§ PROBLEM STATEMENT
The entries below should be copied exactly and completely.

§ Stored data entries
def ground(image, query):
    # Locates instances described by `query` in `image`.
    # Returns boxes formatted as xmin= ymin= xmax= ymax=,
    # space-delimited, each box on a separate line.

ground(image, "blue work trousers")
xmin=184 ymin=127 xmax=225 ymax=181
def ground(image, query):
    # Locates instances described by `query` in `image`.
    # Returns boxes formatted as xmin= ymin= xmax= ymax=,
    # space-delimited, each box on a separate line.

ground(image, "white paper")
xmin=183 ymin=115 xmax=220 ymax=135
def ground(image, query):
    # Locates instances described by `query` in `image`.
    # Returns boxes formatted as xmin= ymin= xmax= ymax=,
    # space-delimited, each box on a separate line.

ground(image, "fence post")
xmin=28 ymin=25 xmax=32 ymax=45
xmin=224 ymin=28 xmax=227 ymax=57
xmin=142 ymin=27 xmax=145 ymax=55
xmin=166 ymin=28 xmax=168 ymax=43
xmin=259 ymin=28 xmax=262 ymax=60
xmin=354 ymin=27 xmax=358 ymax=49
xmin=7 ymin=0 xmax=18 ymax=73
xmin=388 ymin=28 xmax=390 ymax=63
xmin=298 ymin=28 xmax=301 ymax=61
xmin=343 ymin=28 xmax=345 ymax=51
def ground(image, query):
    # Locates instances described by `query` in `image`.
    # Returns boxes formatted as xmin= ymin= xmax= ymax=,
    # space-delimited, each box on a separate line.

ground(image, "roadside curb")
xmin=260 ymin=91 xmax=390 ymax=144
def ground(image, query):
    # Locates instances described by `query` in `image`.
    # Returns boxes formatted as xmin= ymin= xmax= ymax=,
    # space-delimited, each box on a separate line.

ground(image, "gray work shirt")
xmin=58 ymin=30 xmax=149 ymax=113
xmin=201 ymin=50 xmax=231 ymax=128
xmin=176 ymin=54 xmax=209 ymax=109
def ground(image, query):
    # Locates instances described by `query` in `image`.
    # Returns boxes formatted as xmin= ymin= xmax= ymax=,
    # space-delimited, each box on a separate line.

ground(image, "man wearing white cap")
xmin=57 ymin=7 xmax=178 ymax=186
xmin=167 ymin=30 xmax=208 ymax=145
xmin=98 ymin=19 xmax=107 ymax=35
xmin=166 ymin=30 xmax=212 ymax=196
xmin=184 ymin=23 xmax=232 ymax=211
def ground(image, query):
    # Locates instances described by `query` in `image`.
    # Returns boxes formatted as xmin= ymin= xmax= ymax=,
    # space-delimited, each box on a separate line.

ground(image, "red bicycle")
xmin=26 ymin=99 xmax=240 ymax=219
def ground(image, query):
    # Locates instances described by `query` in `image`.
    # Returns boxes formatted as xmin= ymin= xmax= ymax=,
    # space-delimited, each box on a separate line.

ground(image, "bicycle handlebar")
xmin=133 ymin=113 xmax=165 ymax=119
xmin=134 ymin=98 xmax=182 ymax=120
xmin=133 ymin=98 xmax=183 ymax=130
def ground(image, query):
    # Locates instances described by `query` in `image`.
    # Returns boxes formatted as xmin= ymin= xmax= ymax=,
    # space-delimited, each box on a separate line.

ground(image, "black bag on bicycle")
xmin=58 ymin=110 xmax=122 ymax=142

§ SOLUTION
def ground(image, query):
    # Locates instances described by `query` in `image`.
    # Returns boxes formatted as xmin= ymin= xmax= ymax=,
    # space-delimited, each box on a separate line.

ground(image, "blue work trousers")
xmin=184 ymin=127 xmax=225 ymax=181
def ground(image, query):
    # Locates instances described by `query` in `image`.
    # Returns boxes formatted as xmin= ymin= xmax= ymax=,
    # space-delimited, each box on a separate line.

ground(image, "white paper")
xmin=183 ymin=115 xmax=220 ymax=135
def ground(image, query):
    # Locates instances described by `query` in `image`.
    # Returns boxes formatted as xmin= ymin= xmax= ymax=,
    # space-delimited, each box on a separate line.

ground(image, "fence post")
xmin=28 ymin=25 xmax=32 ymax=45
xmin=224 ymin=28 xmax=227 ymax=57
xmin=142 ymin=27 xmax=145 ymax=55
xmin=166 ymin=28 xmax=168 ymax=43
xmin=259 ymin=28 xmax=262 ymax=60
xmin=354 ymin=27 xmax=358 ymax=49
xmin=7 ymin=0 xmax=18 ymax=73
xmin=388 ymin=28 xmax=390 ymax=63
xmin=298 ymin=28 xmax=301 ymax=61
xmin=343 ymin=28 xmax=345 ymax=51
def ground(image, query):
    # Locates instances described by `query` in `image`.
    # Returns boxes formatted as xmin= ymin= xmax= ymax=,
    # space-delimited, each box on a separate line.

ground(image, "roadside curb")
xmin=260 ymin=91 xmax=390 ymax=144
def ground(image, query):
    # Locates instances described by `query` in `image`.
    # Returns boxes formatted as xmin= ymin= xmax= ymax=,
    # space-delimited, each box on a separate line.

ground(image, "gray work shirt")
xmin=58 ymin=30 xmax=149 ymax=113
xmin=201 ymin=50 xmax=231 ymax=128
xmin=176 ymin=54 xmax=209 ymax=109
def ground(image, query):
    # Locates instances described by `query` in `image`.
    # Returns boxes formatted as xmin= ymin= xmax= ymax=,
    # space-delimited, each box on a separate line.

ground(image, "man wearing white cap")
xmin=57 ymin=7 xmax=178 ymax=186
xmin=167 ymin=30 xmax=208 ymax=145
xmin=98 ymin=19 xmax=107 ymax=35
xmin=166 ymin=30 xmax=212 ymax=196
xmin=184 ymin=23 xmax=232 ymax=211
def ground(image, query):
    # Locates instances described by `query` in `image`.
    # Returns boxes formatted as xmin= ymin= xmax= ymax=,
    # space-delimited, each box on a separate line.

ground(image, "red bicycle")
xmin=26 ymin=99 xmax=240 ymax=219
def ground(image, query):
    # Locates instances described by `query` in `image`.
    # Returns boxes formatted as xmin= ymin= xmax= ymax=,
    # space-delimited, each box on a separate line.

ground(image, "bicycle handlebar")
xmin=133 ymin=113 xmax=165 ymax=119
xmin=134 ymin=98 xmax=182 ymax=120
xmin=133 ymin=98 xmax=183 ymax=130
def ground(image, query):
    # Locates instances described by `query` in `image`.
    # Returns boxes formatted as xmin= ymin= xmax= ymax=,
    # space-delimited, each box on a separate line.

ground(image, "black bag on bicycle")
xmin=58 ymin=110 xmax=122 ymax=142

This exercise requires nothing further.